• [Problem details] Determine how many lines of the data below contain the word "nose", and reply with that number alone.

===== Extracted material

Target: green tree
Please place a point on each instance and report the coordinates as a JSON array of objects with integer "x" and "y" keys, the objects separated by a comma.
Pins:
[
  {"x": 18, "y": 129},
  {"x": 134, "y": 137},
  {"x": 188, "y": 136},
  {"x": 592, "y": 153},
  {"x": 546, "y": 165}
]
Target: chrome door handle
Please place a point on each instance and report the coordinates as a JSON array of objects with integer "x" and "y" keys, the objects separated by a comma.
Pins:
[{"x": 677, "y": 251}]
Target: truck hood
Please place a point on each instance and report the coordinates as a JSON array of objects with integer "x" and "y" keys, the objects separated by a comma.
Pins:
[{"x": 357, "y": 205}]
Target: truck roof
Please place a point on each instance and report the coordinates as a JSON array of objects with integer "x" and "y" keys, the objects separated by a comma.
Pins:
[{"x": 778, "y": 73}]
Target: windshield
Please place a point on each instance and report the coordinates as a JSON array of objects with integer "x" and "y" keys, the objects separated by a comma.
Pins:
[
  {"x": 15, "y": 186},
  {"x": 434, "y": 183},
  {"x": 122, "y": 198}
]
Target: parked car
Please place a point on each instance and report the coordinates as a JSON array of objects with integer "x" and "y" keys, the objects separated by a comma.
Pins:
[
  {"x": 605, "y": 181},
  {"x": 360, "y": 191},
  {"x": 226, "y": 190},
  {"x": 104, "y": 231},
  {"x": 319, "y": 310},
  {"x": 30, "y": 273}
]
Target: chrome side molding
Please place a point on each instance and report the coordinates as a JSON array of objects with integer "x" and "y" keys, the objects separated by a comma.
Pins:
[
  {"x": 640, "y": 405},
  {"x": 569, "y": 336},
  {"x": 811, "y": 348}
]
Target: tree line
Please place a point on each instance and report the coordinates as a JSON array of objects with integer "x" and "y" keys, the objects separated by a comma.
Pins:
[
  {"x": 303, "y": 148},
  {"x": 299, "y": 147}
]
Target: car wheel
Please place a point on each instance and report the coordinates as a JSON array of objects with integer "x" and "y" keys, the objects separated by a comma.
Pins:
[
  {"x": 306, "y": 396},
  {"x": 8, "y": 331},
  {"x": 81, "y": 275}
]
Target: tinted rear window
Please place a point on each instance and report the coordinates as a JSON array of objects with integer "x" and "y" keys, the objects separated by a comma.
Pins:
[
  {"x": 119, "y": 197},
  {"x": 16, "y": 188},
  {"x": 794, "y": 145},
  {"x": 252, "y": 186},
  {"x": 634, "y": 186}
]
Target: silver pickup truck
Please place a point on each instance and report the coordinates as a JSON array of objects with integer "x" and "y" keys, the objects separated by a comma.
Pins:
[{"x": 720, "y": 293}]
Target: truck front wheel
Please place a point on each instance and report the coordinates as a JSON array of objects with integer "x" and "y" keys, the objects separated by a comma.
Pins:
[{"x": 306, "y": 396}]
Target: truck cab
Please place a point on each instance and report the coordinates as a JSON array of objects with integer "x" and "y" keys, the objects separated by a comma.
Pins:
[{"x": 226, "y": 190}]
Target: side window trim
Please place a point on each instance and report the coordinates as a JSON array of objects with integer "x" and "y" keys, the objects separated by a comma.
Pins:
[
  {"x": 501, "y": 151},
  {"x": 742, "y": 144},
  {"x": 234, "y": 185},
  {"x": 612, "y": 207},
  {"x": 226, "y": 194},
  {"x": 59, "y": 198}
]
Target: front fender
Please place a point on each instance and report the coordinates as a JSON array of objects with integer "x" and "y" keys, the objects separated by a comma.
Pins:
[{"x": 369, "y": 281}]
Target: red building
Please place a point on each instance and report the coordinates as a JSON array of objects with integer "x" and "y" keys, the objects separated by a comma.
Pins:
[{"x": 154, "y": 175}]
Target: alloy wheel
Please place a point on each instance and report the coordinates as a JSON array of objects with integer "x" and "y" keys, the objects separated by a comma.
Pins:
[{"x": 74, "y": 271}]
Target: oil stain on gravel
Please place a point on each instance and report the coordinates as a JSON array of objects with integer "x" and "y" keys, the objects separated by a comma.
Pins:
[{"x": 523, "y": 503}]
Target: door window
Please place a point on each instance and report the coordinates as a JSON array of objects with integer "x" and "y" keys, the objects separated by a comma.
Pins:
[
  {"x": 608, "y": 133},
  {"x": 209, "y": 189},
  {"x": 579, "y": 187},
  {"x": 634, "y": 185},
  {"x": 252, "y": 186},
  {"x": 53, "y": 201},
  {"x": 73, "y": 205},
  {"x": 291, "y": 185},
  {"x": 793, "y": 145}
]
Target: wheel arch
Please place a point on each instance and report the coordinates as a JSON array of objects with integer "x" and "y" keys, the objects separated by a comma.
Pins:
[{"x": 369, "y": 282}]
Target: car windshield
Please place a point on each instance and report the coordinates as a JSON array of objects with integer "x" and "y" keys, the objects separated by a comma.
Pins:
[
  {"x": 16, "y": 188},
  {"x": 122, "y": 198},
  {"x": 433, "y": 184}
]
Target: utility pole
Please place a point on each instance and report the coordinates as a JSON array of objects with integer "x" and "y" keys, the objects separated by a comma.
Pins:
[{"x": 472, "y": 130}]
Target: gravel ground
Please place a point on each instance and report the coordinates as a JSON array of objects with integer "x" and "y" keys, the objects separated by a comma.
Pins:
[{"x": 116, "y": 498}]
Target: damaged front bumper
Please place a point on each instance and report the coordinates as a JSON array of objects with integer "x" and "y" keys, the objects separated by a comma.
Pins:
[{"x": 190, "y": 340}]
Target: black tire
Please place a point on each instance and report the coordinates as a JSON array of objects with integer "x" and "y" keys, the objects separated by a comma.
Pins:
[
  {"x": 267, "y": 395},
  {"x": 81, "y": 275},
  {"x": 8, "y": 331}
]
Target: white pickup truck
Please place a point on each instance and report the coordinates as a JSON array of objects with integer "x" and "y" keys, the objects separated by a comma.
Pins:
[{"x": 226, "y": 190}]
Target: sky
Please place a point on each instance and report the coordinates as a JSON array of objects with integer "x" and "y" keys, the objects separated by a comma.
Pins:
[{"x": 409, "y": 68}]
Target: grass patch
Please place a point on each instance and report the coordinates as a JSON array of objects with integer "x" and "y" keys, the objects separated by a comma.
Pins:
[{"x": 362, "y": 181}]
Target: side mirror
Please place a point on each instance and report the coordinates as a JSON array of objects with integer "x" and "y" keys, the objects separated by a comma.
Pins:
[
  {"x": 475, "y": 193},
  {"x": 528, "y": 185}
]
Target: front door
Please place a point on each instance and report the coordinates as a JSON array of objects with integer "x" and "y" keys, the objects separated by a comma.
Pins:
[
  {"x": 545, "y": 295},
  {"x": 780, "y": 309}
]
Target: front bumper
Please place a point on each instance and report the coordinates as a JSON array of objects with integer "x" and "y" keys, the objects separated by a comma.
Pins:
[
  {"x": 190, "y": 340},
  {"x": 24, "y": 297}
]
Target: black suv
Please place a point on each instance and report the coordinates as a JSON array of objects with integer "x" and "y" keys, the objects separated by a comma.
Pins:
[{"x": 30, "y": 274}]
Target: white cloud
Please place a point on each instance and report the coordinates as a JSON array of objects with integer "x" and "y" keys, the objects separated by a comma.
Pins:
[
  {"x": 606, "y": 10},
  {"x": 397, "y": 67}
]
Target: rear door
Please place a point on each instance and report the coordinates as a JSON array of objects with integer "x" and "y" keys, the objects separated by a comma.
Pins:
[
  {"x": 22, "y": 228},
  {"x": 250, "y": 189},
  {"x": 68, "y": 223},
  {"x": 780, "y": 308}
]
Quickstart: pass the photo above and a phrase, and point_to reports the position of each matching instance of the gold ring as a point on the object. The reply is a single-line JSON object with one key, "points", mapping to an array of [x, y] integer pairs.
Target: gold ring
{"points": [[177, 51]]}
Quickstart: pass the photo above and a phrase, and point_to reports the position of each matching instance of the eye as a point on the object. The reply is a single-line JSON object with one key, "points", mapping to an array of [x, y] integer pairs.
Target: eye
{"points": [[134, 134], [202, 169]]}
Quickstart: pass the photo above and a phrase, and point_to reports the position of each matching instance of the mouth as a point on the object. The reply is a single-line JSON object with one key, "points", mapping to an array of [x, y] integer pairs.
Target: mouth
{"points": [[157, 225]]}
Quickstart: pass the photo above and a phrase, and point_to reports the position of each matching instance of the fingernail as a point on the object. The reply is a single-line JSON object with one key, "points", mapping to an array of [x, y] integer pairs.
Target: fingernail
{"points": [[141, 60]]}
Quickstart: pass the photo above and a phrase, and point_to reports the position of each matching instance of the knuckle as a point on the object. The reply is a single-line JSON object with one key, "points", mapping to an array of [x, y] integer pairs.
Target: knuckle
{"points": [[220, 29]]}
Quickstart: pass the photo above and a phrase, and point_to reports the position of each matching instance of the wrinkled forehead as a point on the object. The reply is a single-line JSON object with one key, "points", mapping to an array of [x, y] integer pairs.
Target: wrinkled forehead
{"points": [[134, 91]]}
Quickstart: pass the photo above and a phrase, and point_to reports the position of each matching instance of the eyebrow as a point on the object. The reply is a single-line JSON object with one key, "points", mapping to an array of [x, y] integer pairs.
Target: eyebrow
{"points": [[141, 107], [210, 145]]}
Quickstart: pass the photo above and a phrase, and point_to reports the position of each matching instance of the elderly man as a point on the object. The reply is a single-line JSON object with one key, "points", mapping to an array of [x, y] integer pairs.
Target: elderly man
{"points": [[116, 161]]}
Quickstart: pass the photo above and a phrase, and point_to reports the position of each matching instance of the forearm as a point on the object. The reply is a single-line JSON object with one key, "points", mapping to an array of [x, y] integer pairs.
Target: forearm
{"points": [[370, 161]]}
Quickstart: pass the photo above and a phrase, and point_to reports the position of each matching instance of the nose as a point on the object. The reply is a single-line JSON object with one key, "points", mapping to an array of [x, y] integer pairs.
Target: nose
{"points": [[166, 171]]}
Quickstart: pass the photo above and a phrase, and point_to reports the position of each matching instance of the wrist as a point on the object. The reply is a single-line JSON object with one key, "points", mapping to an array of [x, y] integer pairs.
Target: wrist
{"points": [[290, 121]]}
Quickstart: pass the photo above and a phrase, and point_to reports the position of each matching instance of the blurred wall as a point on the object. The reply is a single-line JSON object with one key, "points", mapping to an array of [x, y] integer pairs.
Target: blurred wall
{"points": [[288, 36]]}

==========
===== Extracted material

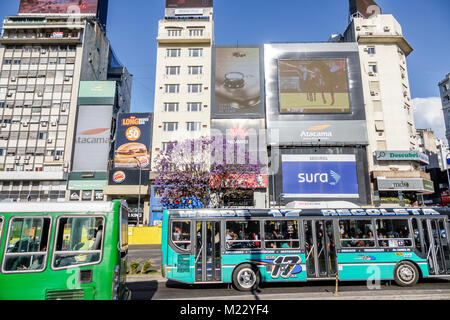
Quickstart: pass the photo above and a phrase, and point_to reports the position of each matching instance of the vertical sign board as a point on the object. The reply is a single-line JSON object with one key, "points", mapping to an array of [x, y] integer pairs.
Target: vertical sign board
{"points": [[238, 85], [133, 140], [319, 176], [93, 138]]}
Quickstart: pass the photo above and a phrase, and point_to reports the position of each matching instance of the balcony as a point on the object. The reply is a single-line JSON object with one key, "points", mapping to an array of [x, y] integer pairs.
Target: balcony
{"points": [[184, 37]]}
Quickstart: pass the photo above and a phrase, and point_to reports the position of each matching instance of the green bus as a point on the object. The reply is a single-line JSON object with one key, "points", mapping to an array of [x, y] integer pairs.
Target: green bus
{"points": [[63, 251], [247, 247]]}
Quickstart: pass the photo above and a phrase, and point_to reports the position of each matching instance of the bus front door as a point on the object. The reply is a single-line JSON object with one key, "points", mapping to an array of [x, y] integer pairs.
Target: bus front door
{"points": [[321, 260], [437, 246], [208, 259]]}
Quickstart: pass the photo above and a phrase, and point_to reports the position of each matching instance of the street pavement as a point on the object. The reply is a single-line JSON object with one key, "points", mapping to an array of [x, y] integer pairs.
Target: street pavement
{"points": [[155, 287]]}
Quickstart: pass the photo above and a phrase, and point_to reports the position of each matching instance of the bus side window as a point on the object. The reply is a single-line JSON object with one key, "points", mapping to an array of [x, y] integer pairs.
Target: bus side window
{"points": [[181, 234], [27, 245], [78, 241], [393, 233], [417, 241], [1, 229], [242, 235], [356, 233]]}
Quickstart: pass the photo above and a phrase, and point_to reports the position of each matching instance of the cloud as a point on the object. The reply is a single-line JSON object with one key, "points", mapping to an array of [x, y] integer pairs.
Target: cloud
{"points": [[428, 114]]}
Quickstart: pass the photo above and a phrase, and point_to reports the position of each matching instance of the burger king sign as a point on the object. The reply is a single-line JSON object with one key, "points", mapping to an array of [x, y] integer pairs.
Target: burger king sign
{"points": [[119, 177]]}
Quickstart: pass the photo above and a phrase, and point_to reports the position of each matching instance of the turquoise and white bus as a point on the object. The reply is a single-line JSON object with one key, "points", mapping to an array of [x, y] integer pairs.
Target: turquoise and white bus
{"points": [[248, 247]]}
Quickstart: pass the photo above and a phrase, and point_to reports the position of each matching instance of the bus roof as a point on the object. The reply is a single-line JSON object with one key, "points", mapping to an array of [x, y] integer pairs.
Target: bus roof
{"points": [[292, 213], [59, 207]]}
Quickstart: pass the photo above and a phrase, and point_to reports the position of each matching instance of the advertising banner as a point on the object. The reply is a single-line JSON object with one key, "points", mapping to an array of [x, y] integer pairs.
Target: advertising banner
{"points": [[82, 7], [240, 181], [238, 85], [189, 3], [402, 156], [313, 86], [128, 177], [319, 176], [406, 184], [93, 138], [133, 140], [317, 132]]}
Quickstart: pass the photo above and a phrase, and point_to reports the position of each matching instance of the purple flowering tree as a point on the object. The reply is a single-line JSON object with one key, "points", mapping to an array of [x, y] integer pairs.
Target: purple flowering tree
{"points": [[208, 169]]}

==========
===== Extracted material

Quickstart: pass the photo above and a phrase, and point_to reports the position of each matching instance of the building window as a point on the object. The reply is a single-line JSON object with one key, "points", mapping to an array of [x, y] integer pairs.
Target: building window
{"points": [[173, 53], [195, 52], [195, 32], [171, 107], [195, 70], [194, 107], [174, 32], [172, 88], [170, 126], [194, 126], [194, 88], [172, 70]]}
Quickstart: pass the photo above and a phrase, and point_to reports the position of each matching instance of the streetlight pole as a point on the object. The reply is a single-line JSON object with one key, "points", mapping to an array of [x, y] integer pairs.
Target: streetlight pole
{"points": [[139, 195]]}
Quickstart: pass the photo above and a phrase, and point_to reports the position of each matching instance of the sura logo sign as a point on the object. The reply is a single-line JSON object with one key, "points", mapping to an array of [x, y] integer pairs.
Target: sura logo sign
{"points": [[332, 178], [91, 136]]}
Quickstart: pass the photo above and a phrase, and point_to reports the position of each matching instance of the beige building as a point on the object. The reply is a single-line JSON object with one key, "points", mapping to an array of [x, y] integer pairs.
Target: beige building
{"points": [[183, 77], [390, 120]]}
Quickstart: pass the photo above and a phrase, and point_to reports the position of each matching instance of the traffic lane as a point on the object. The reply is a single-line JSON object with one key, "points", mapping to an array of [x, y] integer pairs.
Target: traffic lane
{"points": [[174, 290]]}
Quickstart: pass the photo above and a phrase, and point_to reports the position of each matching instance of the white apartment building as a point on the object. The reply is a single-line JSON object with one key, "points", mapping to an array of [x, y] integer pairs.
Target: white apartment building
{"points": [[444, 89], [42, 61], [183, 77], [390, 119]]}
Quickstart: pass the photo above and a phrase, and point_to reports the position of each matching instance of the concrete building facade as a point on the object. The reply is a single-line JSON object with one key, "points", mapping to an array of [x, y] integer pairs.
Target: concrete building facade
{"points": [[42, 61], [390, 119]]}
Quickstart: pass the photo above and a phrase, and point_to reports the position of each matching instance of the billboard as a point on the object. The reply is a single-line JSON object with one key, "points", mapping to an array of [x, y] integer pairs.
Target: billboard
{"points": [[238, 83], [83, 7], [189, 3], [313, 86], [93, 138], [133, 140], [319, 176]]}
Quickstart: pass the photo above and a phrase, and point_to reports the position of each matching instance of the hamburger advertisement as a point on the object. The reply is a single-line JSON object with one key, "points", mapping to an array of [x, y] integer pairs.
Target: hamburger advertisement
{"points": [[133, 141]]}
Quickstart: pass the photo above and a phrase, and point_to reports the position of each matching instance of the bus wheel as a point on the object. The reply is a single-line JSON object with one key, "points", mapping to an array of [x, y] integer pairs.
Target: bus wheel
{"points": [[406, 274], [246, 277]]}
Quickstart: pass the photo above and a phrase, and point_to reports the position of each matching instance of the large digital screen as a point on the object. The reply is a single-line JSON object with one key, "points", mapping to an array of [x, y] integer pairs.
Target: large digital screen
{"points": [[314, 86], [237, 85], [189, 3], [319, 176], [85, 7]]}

==========

• [Exercise output] 2